**TASK DESCRIPTION:**
Show every line in the listing below that contains the word "ground".

**Data listing:**
========
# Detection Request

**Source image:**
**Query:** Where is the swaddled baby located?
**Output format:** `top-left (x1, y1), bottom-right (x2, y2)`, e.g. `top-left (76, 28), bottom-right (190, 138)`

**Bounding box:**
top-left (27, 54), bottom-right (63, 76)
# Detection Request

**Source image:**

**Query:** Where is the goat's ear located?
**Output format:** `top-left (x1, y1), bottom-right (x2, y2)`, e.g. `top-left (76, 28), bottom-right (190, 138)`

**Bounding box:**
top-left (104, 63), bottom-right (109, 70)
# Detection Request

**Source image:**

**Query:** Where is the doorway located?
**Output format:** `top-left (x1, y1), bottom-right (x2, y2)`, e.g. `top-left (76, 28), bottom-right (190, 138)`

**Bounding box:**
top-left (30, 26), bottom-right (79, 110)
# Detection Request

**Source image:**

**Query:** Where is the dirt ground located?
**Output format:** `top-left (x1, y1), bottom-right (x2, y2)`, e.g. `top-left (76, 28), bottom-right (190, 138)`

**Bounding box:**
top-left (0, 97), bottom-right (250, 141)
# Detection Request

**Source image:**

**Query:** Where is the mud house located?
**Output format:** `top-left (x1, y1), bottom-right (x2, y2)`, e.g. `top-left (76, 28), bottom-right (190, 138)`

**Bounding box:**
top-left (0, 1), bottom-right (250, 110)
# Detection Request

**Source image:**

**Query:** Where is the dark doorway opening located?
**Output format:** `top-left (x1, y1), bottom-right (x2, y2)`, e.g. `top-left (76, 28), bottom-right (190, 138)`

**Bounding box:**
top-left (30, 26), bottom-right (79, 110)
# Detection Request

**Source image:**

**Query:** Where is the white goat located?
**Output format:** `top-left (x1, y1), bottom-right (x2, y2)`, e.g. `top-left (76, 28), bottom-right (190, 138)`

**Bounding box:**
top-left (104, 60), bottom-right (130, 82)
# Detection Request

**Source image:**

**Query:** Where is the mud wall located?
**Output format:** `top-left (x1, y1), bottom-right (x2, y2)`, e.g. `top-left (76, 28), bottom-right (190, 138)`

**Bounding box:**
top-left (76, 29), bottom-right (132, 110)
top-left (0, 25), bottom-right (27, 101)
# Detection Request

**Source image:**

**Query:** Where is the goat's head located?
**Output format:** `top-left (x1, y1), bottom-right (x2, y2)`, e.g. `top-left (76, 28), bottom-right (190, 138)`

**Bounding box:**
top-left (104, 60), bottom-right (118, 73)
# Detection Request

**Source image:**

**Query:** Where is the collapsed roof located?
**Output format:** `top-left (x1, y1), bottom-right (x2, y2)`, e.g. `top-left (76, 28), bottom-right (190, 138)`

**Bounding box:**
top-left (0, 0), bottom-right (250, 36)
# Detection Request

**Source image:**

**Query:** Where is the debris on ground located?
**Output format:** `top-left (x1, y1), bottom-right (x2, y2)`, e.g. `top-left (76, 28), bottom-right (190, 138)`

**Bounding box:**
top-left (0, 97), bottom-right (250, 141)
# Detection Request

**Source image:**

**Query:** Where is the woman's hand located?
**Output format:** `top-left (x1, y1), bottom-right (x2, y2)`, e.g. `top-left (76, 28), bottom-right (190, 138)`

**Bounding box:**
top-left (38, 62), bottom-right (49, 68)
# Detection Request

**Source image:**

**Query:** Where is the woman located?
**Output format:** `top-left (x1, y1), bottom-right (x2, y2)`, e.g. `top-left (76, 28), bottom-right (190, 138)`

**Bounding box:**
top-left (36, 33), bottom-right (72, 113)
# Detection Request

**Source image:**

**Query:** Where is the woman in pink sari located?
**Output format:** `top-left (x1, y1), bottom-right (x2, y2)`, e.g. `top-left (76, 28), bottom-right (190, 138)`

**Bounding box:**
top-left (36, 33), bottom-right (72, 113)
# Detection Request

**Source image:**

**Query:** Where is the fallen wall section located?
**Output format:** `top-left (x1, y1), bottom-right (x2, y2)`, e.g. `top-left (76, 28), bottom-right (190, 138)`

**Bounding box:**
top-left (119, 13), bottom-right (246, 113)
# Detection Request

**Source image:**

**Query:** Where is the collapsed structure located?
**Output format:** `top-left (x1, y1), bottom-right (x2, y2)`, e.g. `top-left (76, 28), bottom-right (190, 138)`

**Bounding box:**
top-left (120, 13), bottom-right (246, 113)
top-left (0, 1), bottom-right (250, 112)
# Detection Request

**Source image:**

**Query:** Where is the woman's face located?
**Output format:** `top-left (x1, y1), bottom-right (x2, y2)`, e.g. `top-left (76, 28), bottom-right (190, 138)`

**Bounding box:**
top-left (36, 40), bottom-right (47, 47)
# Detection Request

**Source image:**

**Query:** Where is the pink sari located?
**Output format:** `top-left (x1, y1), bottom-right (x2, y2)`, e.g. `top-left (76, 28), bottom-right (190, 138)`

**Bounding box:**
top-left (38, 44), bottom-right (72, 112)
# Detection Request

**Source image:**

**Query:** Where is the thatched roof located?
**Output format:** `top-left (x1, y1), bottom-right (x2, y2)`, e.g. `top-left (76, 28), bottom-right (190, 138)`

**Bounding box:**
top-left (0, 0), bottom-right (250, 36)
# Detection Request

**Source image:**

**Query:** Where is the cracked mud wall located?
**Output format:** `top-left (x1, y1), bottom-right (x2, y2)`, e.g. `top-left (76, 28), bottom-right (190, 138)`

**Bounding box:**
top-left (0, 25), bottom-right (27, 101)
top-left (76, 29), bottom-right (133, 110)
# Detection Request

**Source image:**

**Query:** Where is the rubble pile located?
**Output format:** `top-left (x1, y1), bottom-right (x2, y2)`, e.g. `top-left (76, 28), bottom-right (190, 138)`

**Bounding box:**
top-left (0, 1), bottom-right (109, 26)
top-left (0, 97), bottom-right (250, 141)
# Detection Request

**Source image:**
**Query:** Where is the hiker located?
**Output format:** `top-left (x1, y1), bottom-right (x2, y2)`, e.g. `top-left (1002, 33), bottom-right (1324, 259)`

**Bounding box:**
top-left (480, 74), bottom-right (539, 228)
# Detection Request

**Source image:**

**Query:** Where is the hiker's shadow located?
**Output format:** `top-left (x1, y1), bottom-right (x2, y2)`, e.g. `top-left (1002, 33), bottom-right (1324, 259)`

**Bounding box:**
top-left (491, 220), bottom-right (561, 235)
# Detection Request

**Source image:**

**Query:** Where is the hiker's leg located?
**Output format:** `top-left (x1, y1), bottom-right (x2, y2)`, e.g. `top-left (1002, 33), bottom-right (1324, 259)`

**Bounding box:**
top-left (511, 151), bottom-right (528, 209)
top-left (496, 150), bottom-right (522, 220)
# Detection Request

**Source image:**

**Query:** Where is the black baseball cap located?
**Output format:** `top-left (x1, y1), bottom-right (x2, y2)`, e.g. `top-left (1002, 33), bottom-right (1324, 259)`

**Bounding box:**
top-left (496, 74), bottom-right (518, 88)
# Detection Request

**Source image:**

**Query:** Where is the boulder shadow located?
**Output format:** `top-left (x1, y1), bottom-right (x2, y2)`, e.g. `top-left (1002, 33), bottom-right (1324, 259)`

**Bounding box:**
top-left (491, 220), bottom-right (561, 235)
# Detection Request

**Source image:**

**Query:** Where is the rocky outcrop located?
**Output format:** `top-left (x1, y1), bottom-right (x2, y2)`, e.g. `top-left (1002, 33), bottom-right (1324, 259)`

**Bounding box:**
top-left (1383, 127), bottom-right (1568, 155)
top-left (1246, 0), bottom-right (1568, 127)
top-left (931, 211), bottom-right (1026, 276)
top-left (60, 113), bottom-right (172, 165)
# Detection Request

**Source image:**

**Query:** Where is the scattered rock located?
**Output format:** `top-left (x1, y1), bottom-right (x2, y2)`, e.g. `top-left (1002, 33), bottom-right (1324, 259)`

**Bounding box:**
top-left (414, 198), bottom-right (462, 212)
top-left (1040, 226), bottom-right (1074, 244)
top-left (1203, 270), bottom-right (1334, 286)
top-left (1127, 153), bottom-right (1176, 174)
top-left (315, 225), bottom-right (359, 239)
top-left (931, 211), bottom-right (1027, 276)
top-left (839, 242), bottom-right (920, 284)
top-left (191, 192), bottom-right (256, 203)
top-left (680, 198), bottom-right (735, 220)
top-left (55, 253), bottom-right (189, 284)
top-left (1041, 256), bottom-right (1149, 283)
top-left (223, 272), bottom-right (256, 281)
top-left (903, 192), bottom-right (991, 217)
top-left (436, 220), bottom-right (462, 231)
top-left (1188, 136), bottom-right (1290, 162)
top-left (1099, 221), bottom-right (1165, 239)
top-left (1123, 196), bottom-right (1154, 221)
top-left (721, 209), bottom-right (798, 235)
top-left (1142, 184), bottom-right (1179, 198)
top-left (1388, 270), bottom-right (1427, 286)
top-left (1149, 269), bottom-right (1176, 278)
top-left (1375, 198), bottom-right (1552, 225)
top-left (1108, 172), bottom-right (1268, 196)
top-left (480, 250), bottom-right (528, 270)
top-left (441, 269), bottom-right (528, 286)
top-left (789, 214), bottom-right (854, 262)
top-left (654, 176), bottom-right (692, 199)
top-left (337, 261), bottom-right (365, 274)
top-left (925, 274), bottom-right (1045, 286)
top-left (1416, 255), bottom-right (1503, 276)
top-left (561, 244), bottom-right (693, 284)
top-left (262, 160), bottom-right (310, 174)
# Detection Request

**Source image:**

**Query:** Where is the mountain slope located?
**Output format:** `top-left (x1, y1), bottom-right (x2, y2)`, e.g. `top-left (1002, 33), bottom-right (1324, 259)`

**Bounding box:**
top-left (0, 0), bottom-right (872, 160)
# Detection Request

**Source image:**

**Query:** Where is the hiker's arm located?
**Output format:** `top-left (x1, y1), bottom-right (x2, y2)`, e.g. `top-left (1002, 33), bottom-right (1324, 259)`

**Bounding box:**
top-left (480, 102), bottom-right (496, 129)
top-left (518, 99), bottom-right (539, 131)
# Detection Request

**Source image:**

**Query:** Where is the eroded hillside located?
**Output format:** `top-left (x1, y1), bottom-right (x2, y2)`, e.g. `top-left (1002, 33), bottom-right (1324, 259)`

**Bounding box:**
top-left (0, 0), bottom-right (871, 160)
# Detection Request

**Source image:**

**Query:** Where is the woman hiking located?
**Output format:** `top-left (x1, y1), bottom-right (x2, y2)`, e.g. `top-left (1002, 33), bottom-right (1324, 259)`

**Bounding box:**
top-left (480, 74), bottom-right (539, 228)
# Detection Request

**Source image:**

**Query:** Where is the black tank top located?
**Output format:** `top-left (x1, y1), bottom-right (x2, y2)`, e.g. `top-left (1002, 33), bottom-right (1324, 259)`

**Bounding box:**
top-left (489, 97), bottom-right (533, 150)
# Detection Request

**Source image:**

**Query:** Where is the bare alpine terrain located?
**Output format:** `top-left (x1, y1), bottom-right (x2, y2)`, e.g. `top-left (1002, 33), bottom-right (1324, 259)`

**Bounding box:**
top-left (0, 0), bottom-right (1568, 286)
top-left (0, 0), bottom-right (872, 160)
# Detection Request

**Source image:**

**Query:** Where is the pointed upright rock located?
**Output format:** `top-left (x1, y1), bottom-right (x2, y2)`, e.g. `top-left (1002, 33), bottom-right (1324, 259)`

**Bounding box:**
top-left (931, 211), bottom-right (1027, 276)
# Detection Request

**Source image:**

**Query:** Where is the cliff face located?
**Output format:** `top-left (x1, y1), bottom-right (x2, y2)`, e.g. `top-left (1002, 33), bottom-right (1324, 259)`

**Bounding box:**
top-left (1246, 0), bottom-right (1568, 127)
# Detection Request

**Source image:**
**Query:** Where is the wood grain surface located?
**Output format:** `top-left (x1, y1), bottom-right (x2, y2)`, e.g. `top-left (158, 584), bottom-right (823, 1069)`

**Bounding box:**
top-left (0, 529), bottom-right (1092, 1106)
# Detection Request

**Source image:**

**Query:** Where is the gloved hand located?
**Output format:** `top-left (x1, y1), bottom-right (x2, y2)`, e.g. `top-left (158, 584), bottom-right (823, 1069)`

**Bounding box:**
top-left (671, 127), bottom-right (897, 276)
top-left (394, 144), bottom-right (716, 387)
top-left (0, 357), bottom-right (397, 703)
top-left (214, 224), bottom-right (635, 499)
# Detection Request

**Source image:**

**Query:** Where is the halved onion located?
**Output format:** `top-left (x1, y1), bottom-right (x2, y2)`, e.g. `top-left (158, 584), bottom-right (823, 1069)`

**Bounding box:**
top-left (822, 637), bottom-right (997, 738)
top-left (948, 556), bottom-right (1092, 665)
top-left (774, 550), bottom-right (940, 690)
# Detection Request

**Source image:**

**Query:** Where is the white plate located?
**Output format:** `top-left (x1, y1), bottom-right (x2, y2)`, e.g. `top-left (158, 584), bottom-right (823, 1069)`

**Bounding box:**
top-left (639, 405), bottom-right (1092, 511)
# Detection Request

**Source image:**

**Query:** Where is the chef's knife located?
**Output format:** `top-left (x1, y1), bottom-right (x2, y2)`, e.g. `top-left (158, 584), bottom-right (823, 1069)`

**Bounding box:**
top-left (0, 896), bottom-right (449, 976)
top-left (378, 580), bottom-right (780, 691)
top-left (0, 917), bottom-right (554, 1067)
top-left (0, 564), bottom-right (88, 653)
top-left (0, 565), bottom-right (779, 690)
========
**ANSWER TO THIS EXERCISE:**
**Query:** Where is the dirt ground located?
**Query:** Where is the debris on ground located?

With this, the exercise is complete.